- _Short problem_
Show every line of the material below that contains the string "walkway", matching case exactly.

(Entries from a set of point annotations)
****************

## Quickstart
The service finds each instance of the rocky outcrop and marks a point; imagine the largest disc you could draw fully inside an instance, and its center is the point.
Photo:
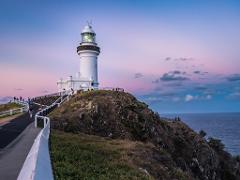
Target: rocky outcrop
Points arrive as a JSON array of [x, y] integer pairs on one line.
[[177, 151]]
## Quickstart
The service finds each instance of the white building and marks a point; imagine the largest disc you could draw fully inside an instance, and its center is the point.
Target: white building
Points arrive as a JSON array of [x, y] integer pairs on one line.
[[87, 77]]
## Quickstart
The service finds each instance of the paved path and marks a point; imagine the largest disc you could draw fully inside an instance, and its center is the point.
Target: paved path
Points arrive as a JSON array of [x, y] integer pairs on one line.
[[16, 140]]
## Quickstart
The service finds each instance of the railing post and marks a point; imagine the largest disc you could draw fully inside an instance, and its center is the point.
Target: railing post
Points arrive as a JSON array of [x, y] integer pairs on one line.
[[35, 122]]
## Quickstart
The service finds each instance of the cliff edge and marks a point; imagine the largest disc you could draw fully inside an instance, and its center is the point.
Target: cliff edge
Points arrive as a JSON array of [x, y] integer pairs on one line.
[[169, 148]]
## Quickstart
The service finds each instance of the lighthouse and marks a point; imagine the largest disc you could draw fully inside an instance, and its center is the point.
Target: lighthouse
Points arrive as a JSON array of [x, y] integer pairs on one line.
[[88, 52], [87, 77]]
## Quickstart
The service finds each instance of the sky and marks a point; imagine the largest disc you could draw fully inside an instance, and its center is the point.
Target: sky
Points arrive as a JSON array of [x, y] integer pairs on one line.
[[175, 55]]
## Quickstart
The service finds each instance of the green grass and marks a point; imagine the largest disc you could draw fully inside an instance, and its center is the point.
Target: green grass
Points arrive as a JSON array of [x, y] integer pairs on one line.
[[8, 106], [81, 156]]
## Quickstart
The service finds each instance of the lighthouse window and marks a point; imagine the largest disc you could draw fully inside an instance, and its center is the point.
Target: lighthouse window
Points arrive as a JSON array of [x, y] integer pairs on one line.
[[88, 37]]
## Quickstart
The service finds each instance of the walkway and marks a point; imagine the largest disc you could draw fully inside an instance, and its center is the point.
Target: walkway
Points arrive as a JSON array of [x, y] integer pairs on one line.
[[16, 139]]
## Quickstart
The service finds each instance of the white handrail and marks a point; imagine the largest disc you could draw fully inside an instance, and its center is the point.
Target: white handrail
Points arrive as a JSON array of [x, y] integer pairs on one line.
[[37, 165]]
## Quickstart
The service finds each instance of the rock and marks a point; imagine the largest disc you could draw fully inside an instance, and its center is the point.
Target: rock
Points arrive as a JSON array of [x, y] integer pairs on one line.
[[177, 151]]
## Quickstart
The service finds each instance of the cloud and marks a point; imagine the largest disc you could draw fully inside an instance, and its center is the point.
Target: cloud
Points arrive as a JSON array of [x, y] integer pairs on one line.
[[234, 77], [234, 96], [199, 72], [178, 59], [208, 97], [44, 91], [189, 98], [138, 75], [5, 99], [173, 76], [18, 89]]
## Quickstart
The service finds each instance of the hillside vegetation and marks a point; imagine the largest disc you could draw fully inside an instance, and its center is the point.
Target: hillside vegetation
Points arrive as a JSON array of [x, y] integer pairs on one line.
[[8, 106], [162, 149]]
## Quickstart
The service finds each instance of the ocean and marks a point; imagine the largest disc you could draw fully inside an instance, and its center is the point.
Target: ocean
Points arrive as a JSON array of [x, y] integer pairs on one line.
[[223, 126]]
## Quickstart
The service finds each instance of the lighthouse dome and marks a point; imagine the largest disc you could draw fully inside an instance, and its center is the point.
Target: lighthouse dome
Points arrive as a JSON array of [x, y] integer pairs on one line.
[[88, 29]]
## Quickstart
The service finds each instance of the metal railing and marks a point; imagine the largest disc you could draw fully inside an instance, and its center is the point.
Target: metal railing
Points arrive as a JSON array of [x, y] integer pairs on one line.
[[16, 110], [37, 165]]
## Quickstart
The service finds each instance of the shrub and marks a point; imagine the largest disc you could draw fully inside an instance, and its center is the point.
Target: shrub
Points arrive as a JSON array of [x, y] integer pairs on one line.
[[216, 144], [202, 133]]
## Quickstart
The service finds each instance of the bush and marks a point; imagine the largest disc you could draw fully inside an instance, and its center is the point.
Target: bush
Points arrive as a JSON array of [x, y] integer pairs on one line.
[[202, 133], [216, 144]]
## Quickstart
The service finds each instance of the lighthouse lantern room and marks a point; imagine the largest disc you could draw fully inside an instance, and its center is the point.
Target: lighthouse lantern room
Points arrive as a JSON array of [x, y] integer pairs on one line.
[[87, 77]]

****************

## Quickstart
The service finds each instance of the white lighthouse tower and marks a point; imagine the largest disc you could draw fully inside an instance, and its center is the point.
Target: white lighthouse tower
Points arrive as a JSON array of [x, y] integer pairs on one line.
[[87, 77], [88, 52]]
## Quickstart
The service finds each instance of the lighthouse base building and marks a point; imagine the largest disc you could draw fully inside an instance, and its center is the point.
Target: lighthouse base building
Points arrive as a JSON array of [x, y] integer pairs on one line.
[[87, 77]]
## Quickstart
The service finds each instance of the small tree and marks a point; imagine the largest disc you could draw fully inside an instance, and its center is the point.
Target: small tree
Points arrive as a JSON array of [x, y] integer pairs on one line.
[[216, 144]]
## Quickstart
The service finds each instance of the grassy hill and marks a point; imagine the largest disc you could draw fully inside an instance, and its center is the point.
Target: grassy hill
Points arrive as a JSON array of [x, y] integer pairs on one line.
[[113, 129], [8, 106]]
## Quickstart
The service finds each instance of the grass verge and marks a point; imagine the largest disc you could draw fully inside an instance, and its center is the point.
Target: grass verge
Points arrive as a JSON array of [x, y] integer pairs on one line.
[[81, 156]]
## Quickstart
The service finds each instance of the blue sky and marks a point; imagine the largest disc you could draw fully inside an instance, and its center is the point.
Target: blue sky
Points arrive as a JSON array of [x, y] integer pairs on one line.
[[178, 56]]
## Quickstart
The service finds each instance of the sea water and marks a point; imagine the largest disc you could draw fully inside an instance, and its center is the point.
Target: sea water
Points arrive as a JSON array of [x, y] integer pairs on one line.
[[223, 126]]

****************

- _Correct answer_
The service finds each instance of the walkway and marks a point; imagine the largest disc you could draw fully inside an instance, and its center is the point.
Target: walkway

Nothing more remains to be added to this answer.